START TASK INPUT
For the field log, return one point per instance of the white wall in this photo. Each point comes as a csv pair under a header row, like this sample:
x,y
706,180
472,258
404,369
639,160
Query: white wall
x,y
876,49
END TASK INPUT
• WORK TASK
Above are the records; restate each one exactly.

• TASK RESULT
For the field log, return one point per instance of the white wall in this photo. Each point comes as a csv pair under a header row, like this sample:
x,y
706,180
472,258
404,369
639,160
Query: white wall
x,y
876,49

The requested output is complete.